Gib die Zeilen der Auflistung von der Zeile mit „See the image above. Does it feature any white tile“ bis einschließlich zum Ende der Auflistung erneut aus. Tausche dabei „Provide bounding box coordinates“ gegen „Return bounding box coordinates“ und lass alles andere unverändert.

### Extrahierte Einträge
###
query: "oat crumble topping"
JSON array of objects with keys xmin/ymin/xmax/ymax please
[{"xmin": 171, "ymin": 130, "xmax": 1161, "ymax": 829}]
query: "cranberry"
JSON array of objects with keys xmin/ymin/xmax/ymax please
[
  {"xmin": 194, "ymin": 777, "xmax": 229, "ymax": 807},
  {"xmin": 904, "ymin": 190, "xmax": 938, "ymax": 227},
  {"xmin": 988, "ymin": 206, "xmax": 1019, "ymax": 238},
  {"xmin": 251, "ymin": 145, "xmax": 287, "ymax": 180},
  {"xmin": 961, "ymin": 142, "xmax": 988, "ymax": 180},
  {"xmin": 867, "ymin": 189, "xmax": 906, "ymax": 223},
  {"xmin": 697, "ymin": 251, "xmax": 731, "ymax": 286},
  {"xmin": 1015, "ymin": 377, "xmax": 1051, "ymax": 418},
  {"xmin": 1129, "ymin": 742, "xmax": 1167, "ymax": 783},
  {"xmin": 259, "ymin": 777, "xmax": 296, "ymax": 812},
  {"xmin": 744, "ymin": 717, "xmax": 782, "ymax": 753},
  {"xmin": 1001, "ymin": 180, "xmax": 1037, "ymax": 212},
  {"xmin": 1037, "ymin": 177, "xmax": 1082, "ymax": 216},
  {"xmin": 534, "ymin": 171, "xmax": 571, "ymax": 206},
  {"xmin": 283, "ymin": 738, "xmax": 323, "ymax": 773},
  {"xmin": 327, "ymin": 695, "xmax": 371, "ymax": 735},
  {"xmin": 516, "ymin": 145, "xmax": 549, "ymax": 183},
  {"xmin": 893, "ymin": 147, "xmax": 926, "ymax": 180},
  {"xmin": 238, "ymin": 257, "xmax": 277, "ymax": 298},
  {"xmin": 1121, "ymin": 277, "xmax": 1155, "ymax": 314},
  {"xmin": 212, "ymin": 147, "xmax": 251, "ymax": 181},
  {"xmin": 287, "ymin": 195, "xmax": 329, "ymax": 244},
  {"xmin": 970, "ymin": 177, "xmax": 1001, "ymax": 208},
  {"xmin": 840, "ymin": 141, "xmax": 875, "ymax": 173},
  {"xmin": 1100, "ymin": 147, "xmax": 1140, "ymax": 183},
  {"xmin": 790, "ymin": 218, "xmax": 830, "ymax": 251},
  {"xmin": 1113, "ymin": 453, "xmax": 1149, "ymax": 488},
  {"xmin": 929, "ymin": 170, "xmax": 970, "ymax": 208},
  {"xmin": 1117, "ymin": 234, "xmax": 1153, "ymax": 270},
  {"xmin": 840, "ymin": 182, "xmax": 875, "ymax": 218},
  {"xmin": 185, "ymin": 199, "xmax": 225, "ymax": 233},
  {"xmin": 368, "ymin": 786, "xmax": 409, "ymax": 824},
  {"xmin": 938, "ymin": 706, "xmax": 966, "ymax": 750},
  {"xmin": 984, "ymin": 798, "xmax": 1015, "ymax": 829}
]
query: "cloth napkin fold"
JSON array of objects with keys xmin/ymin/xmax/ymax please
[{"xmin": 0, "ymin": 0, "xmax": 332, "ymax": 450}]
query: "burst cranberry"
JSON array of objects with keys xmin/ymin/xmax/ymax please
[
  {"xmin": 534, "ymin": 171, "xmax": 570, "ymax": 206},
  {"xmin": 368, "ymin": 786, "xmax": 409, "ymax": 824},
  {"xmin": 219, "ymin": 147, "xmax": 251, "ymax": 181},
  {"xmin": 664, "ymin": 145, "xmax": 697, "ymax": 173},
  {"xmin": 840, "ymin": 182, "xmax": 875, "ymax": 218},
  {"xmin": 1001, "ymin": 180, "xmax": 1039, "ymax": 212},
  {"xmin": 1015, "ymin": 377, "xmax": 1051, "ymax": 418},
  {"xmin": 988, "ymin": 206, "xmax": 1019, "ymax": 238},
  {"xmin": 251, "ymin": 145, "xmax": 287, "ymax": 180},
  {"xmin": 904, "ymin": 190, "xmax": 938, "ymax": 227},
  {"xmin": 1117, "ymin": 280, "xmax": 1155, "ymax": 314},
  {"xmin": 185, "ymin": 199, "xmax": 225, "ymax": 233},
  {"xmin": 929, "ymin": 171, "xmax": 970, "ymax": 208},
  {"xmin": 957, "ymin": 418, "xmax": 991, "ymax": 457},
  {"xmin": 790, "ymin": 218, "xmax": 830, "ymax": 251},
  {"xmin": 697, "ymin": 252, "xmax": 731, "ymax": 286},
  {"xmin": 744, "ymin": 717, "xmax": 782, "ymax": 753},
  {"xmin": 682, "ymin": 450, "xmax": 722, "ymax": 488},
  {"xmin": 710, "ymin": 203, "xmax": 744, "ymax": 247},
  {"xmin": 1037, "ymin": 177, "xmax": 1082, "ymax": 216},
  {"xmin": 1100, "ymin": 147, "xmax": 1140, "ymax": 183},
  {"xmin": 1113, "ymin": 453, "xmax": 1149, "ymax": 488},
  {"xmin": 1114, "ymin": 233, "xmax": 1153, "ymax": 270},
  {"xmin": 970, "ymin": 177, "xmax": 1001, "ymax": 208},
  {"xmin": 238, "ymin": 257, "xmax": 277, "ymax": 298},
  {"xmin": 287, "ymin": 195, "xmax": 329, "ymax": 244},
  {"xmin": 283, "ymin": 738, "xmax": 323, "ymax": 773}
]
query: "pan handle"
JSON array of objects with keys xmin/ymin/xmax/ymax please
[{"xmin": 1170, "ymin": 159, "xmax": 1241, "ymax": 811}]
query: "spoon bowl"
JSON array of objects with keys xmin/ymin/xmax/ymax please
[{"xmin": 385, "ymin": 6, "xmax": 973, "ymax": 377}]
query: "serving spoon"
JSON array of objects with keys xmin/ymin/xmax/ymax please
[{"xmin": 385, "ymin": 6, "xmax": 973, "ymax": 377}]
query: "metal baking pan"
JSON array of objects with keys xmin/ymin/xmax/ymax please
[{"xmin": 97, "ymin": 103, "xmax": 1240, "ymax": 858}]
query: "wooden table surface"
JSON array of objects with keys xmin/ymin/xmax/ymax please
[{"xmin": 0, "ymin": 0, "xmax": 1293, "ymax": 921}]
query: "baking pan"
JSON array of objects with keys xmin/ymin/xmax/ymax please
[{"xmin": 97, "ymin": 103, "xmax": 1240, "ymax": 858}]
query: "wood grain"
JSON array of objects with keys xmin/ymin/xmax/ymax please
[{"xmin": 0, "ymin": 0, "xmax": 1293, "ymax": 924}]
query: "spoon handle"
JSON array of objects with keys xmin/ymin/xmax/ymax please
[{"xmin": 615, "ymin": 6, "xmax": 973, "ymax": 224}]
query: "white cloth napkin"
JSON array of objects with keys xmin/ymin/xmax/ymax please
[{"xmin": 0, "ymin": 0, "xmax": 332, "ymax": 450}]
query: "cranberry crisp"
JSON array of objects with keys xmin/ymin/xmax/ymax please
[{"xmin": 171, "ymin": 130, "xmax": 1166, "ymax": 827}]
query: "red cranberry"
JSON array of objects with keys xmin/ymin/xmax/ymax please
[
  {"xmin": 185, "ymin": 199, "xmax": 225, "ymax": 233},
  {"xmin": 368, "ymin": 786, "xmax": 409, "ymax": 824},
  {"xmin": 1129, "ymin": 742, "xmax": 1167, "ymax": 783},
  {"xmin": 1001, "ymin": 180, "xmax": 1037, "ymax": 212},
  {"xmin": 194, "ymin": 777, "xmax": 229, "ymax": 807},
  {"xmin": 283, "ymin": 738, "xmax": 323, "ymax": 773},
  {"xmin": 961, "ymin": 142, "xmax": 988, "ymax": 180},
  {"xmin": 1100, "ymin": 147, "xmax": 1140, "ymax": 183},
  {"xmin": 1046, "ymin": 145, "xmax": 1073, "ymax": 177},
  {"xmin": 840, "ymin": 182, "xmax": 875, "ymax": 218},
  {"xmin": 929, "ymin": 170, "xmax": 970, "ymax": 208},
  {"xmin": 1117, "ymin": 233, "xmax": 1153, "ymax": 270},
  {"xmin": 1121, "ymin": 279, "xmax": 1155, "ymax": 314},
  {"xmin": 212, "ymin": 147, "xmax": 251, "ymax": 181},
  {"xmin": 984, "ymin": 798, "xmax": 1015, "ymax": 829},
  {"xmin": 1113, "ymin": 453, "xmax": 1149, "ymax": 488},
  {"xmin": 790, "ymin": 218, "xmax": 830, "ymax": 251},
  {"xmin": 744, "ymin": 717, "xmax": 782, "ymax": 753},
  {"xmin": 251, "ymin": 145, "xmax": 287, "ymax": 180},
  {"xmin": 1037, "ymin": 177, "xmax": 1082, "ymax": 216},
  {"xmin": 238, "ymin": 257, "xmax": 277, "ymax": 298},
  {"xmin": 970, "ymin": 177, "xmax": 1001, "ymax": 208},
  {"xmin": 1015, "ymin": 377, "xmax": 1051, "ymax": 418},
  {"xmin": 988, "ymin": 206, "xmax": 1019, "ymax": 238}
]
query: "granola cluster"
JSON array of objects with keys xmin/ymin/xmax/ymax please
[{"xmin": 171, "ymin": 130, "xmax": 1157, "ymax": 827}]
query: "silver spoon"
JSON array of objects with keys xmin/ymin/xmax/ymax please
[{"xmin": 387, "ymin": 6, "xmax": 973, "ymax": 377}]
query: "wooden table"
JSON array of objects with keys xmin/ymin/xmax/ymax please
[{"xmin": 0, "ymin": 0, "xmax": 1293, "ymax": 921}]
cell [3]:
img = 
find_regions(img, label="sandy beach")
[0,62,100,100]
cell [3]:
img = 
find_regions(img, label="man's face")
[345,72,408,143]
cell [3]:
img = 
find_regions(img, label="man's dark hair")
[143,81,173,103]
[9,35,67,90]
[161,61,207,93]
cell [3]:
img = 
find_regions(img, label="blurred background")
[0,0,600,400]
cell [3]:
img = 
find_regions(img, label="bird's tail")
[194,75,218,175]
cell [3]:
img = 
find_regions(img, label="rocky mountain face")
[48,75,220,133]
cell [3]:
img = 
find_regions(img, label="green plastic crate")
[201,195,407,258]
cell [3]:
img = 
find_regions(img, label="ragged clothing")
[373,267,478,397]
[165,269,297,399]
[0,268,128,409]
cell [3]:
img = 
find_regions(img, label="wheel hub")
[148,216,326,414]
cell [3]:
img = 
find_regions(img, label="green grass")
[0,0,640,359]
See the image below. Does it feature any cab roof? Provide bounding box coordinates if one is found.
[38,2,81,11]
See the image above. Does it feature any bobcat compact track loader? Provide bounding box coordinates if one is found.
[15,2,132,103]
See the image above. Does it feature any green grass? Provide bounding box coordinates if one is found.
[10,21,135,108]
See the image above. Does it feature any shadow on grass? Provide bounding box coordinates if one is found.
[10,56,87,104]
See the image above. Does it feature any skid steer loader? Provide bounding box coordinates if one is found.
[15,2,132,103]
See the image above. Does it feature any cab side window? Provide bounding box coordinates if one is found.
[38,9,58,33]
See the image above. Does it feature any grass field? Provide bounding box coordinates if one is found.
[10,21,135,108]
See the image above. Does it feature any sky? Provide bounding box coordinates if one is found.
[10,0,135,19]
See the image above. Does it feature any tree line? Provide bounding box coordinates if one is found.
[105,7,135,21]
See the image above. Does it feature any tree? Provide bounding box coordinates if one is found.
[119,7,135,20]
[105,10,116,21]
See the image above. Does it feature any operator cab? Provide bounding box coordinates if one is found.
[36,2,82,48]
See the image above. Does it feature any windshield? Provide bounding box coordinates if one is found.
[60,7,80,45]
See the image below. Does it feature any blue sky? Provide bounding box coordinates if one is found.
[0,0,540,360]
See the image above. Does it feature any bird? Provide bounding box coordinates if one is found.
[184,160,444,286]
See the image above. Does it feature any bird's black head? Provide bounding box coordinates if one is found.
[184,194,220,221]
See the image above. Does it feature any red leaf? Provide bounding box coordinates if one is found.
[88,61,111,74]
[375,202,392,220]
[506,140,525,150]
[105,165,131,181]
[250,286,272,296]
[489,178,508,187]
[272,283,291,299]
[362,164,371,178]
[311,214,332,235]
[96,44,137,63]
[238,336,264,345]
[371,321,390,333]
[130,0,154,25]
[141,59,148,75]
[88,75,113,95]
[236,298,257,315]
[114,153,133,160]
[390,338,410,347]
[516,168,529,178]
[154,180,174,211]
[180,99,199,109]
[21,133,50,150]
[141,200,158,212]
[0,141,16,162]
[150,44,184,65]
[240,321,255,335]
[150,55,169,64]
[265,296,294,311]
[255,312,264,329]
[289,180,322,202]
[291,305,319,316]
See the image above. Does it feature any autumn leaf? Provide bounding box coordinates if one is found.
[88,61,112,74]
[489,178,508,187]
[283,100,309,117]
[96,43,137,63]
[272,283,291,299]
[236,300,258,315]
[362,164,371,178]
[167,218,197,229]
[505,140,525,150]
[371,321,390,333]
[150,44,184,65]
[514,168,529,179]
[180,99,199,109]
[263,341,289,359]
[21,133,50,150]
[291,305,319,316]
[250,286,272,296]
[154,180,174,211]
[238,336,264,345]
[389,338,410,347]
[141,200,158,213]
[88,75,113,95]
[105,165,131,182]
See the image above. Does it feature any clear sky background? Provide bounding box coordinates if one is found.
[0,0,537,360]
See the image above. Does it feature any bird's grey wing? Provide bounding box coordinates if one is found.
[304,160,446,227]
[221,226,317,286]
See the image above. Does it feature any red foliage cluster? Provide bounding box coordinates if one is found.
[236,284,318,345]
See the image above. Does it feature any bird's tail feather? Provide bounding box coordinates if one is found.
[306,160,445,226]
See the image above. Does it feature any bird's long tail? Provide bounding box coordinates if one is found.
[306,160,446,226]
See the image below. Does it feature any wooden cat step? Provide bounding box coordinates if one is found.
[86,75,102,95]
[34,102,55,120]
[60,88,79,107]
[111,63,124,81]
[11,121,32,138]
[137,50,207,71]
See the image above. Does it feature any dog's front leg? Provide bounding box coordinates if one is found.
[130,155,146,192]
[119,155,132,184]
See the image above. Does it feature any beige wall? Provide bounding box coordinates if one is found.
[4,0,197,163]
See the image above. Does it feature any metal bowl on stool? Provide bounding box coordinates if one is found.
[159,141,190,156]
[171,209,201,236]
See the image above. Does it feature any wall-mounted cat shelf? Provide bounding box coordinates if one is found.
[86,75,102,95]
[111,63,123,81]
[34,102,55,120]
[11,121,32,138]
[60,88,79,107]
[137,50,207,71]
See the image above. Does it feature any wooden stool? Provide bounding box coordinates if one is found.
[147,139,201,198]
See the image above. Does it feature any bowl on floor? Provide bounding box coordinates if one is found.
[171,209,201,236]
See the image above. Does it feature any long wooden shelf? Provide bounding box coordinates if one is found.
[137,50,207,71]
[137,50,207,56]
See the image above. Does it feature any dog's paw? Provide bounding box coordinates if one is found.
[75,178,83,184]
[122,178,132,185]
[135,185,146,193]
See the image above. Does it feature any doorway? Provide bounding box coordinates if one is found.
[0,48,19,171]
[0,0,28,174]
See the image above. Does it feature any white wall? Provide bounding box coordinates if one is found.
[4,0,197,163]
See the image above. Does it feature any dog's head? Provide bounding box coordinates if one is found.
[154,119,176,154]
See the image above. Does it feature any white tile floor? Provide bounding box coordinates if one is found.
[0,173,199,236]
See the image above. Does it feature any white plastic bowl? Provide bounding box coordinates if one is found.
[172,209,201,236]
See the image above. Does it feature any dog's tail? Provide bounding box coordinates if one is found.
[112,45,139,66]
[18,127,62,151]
###
### LÖSUNG
See the image above. Does it feature any white tile floor? Return bounding box coordinates if one is found.
[0,173,199,236]
See the image above. Does it feature any white plastic bowl? Return bounding box coordinates if one is found.
[172,209,201,236]
See the image above. Does it feature any dog's tail? Return bounding box coordinates if one is found.
[112,45,139,66]
[18,127,62,151]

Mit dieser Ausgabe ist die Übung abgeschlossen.